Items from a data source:
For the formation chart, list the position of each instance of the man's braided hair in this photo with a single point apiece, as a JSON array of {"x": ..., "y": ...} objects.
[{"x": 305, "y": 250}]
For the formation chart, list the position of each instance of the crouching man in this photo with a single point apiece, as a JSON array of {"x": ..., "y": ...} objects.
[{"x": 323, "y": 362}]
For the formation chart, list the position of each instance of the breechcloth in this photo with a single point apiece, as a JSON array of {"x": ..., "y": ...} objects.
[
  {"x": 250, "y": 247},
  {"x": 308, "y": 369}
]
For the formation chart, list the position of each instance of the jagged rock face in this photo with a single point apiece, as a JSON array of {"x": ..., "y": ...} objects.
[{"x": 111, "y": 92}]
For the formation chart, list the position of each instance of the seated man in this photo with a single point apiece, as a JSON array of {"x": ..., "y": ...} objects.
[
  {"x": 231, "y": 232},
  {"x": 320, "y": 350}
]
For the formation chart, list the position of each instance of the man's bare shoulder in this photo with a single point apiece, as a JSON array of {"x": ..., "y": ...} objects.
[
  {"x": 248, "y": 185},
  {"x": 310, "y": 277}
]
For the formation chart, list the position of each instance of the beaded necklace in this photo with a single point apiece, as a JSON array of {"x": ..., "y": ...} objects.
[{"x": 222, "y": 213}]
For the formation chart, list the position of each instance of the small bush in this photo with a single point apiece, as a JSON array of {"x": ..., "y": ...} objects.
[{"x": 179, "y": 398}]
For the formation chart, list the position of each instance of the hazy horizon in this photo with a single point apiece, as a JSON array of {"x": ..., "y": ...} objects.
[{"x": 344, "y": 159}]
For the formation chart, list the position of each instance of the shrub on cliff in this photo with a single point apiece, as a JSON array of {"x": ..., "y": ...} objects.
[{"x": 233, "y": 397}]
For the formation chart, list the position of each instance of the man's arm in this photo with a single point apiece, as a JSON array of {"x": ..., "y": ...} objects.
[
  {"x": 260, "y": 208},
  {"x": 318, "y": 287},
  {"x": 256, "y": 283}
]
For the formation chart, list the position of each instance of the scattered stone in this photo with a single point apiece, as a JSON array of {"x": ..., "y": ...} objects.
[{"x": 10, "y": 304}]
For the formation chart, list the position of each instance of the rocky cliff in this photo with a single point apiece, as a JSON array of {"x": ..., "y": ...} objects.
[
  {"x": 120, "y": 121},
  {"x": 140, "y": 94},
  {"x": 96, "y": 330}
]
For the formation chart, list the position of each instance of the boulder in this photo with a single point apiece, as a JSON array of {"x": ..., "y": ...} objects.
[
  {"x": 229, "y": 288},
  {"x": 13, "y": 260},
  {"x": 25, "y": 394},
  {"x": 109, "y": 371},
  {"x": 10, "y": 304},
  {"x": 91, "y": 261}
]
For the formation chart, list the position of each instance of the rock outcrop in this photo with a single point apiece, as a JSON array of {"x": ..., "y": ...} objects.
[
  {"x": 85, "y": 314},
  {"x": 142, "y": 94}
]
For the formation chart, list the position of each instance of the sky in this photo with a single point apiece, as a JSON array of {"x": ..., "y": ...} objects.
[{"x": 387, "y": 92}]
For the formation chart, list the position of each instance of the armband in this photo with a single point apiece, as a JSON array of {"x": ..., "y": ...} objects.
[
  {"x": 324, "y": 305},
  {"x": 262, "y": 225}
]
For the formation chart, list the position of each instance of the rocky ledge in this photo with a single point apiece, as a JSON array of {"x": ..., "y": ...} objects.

--

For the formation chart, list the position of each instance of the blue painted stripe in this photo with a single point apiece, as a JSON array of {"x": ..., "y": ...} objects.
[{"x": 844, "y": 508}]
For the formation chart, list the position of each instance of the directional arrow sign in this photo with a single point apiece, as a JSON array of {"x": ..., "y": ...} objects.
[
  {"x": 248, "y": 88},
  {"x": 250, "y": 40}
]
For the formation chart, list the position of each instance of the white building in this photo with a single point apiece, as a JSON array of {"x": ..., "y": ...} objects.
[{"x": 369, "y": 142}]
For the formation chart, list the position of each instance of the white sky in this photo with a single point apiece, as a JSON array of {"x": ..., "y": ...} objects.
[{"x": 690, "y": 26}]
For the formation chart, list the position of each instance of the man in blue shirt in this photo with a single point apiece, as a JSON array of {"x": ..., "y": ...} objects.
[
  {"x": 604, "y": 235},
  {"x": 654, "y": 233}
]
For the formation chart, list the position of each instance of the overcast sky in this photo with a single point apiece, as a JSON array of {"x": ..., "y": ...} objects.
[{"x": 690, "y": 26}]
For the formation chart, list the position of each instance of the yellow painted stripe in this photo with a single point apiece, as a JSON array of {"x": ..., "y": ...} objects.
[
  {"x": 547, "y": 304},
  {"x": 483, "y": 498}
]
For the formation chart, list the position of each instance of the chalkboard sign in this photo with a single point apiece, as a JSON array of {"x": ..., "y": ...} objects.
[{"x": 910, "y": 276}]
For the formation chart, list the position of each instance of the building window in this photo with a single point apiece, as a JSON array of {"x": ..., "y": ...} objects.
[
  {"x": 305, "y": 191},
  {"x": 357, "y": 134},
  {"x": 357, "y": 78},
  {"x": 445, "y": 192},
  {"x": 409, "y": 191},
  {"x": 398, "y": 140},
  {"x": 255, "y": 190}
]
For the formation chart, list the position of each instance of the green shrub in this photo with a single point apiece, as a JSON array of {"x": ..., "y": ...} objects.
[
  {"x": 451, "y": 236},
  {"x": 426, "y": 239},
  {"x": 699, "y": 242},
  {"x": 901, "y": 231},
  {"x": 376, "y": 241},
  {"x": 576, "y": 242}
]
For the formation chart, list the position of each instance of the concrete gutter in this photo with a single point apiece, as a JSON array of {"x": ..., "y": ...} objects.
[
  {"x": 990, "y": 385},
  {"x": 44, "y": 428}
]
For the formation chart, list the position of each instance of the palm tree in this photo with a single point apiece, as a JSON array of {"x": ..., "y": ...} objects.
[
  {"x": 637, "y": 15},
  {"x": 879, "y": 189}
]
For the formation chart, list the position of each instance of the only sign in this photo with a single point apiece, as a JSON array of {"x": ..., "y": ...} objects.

:: WHAT YOU SHOULD DO ::
Copy the records between the line containing "of the scattered" and the line containing "the rocky ledge", inclusive, keeping every request line unchanged. In the answers, multiply each x and y coordinate by 1.55 and round it to a whole number, rounding halves up.

:: OUTPUT FOR THIS TASK ::
For the formation chart, list the position of each instance of the scattered stone in this photo with a single point apiece, as a JSON array of {"x": ..., "y": ...} objects.
[{"x": 16, "y": 471}]
For the formation chart, list the position of each instance of the rocky cliff in this photo with a single point apiece, as a JSON array of {"x": ..., "y": ...} objects.
[
  {"x": 186, "y": 188},
  {"x": 217, "y": 146},
  {"x": 149, "y": 512}
]
For the formation chart, list the position of each instance of the boulder in this photo with a single point apiece, as a JSON array of {"x": ..., "y": ...} objects.
[
  {"x": 355, "y": 446},
  {"x": 20, "y": 403},
  {"x": 39, "y": 611},
  {"x": 169, "y": 575},
  {"x": 16, "y": 471},
  {"x": 141, "y": 405}
]
For the formation chart, list the position of each instance of the rock outcrop in this photo with a single point apiece, as a JSON array of {"x": ..., "y": ...} objects.
[
  {"x": 132, "y": 487},
  {"x": 220, "y": 146}
]
For the formation chart, list the position of each instance of the sky in this photo with a single point apiece, as a JSON array of {"x": ..., "y": ...} objects.
[{"x": 600, "y": 143}]
For the formation chart, list the position of each instance of the armband in this photo with a single point apiece, as a JSON array of {"x": ..., "y": ...} objects.
[
  {"x": 502, "y": 473},
  {"x": 406, "y": 349}
]
For the formation chart, list the position of each instance of the rocky ledge in this photo with a single point apiece, as a JSON array of {"x": ..., "y": ...} objects.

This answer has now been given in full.